-- Problem statement --
Reproduce the passage on brand stories verbatim, everything from "Yet every brand" down to "your story across.".

If brands help people understand you, remember you and do
business with you, their stories help to make this happen. Stories
define brands and bring them powerfully to life. We're used to this
idea being associated with consumer brands, with the likes of Innocent, Google or Dyson encouraging the belief that behind every
great product is a great brand story. These are often foundation
myths, like that of Innocent's charming conception:
Three friends, working in corporate jobs have a burning desire
to make all fruit smoothies. In 1998 they sell a batch from a stall
at the Notting Hill Carnival, and whilst ancient heroes consulted
the Delphic Oracle to determine their destinies, their modern
equivalents do a bit of market testing. They ask their customers to
vote on whether they thought the three innocents should give up
their day jobs to make these smoothies full time. The answer is a
resounding yes, and the rest is very successful corporate history.
Innocent by name, packaging, tone of voice, attitude and founding
Such yarns can be truly inspiring if you're a loyal consumer, or
somewhat depressing if you're a competitor lacking a similarly
captivating tale. Attempt to follow suit without substance and
there's a risk your story might be about as compelling as someone
else's dreams or holiday snaps. And unless where you've come from
defines what you're about and where you're going, and there's a
direct benefit in this to your stakeholders, then such foundation
myths do not add up to a compelling and coherent brand story.
Yet every brand can and should b e able to tell a story. This
holds true as much for corporate brands as their more seductive B2C
counter parts. Even more so. Without a product to touch the lives
of the people you need to reach you have to work even harder to get
your story across.

-- Given information --

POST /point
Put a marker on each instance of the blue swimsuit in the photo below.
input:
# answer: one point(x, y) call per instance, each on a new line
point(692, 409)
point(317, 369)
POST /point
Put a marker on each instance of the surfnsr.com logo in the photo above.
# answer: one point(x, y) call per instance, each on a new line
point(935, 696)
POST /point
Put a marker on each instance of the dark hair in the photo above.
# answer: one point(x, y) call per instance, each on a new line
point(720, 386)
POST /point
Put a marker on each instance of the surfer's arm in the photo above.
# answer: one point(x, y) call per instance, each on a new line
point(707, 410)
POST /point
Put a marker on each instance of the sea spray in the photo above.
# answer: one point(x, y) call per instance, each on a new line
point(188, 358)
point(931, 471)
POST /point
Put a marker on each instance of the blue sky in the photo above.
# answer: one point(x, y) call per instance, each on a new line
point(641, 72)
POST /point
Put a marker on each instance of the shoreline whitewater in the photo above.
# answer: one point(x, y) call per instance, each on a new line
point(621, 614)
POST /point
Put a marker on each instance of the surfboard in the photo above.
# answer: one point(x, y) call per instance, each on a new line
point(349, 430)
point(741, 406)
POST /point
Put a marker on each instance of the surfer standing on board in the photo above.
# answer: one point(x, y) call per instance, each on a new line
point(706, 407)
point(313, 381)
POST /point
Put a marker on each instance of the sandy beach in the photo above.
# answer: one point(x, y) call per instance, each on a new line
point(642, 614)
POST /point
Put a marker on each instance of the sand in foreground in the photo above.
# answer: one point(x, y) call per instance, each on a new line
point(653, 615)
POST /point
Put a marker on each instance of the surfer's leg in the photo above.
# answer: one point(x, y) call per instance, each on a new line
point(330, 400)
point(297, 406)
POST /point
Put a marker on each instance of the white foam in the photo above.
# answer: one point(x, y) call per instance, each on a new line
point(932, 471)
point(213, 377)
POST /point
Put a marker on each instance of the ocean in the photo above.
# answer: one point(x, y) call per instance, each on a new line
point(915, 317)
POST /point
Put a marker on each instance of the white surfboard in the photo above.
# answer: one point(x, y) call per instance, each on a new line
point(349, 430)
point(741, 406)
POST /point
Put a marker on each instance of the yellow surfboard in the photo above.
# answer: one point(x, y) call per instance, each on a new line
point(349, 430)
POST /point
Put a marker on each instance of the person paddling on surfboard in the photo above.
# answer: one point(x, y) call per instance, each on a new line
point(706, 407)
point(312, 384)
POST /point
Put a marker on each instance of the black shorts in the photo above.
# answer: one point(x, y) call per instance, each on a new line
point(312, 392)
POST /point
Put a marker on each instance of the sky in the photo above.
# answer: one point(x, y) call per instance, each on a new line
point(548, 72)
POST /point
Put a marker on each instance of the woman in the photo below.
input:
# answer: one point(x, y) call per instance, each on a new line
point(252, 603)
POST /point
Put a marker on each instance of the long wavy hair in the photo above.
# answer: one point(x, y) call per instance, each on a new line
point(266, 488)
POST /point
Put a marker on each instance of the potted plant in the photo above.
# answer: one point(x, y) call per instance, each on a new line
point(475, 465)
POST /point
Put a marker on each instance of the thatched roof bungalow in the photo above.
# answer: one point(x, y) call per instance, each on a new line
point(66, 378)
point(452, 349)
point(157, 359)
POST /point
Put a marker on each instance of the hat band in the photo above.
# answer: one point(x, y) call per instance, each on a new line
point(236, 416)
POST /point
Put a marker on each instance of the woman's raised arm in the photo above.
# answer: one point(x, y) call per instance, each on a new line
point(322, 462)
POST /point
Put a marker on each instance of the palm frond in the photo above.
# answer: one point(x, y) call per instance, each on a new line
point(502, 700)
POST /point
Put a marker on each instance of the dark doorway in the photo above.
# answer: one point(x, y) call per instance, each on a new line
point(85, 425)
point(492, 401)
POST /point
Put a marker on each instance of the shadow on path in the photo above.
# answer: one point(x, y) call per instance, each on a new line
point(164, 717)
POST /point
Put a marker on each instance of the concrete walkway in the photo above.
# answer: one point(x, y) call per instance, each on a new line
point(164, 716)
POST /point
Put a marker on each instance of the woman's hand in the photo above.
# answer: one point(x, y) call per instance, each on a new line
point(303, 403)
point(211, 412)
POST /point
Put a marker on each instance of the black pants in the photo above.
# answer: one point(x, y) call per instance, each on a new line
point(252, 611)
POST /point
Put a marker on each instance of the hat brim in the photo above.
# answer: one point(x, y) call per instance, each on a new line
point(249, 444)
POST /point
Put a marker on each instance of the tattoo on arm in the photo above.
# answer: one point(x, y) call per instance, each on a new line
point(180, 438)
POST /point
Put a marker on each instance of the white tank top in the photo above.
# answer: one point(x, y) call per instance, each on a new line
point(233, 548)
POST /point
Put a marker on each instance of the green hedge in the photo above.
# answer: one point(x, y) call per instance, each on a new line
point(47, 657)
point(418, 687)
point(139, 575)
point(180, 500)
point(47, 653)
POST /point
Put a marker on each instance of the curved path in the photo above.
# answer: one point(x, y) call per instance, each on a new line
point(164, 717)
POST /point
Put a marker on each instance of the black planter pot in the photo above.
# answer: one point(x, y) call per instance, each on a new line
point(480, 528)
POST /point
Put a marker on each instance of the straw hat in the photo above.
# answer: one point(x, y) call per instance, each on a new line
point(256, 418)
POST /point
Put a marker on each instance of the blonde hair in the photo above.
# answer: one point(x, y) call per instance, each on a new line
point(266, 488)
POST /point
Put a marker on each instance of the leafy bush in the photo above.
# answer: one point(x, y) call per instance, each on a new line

-- Exercise response --
Yet every brand can and should b e able to tell a story. This
holds true as much for corporate brands as their more seductive B2C
counter parts. Even more so. Without a product to touch the lives
of the people you need to reach you have to work even harder to get
your story across.